◆ Task prompt: Return only the lines starting at the line that contains "find white canister" and ending with the final line of the listing; include both endpoints.

◆ Records supplied:
start
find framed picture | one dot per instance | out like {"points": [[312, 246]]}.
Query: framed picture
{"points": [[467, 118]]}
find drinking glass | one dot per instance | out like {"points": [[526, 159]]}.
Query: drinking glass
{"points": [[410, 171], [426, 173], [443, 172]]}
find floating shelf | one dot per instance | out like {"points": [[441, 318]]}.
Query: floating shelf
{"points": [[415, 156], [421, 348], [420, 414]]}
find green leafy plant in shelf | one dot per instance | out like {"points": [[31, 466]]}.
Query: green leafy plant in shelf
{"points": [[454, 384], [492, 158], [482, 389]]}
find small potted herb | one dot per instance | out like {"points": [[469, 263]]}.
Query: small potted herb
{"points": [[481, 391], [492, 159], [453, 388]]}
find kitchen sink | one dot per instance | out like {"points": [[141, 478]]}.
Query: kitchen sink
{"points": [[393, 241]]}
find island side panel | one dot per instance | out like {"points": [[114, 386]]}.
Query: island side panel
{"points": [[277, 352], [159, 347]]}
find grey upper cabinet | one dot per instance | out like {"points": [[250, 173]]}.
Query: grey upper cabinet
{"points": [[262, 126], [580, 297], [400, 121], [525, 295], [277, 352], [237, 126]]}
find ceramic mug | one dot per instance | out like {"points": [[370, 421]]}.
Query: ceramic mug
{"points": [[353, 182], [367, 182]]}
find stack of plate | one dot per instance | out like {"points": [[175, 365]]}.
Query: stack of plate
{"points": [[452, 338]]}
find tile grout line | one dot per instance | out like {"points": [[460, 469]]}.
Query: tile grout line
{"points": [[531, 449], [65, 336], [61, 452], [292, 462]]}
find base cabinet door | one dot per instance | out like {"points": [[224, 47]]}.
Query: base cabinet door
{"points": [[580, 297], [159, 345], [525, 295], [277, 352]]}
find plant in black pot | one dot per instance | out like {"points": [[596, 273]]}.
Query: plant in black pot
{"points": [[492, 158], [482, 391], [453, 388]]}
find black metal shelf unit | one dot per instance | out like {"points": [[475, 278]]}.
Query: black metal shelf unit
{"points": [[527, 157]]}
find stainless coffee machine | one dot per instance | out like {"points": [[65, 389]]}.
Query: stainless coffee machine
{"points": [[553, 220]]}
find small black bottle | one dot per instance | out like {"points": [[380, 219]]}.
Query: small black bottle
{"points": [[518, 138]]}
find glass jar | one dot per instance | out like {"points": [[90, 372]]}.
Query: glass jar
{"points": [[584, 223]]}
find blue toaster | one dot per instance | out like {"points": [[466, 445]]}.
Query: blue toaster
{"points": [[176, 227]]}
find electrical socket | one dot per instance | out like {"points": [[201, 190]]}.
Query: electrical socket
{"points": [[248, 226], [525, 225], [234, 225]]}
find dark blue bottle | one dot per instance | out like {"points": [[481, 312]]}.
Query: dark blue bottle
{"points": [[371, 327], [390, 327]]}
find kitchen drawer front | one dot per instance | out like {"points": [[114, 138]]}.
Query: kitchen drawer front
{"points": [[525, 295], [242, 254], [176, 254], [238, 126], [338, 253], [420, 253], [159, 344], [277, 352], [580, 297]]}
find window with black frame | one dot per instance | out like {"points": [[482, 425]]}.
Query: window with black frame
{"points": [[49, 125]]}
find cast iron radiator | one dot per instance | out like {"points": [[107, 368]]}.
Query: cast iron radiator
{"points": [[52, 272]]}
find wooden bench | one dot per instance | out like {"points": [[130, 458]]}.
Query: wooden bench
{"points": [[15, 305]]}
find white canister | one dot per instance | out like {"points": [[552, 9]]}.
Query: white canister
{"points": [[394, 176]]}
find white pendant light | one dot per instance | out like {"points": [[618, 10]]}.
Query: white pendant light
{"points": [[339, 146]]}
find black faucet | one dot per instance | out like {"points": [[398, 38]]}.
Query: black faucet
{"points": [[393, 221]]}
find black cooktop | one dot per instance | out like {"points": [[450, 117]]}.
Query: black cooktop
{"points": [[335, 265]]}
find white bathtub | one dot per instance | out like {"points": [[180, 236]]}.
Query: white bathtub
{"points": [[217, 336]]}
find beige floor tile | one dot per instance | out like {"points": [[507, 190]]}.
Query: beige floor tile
end
◆ Solved problem:
find white canister | one dot per instance | out like {"points": [[552, 9]]}.
Query: white canister
{"points": [[394, 176]]}
find white pendant light | one dot per instance | out like {"points": [[618, 10]]}.
Query: white pendant light
{"points": [[339, 146]]}
find black faucet | one dot per instance | out like {"points": [[398, 38]]}.
Query: black faucet
{"points": [[393, 221]]}
find black cooktop | one dot per instance | out like {"points": [[450, 117]]}.
Query: black cooktop
{"points": [[335, 265]]}
find white bathtub | one dot per instance | out like {"points": [[180, 236]]}.
Query: white bathtub
{"points": [[217, 336]]}
find beige floor tile | one dot per instance | out like {"points": [[507, 190]]}.
Query: beige floor tile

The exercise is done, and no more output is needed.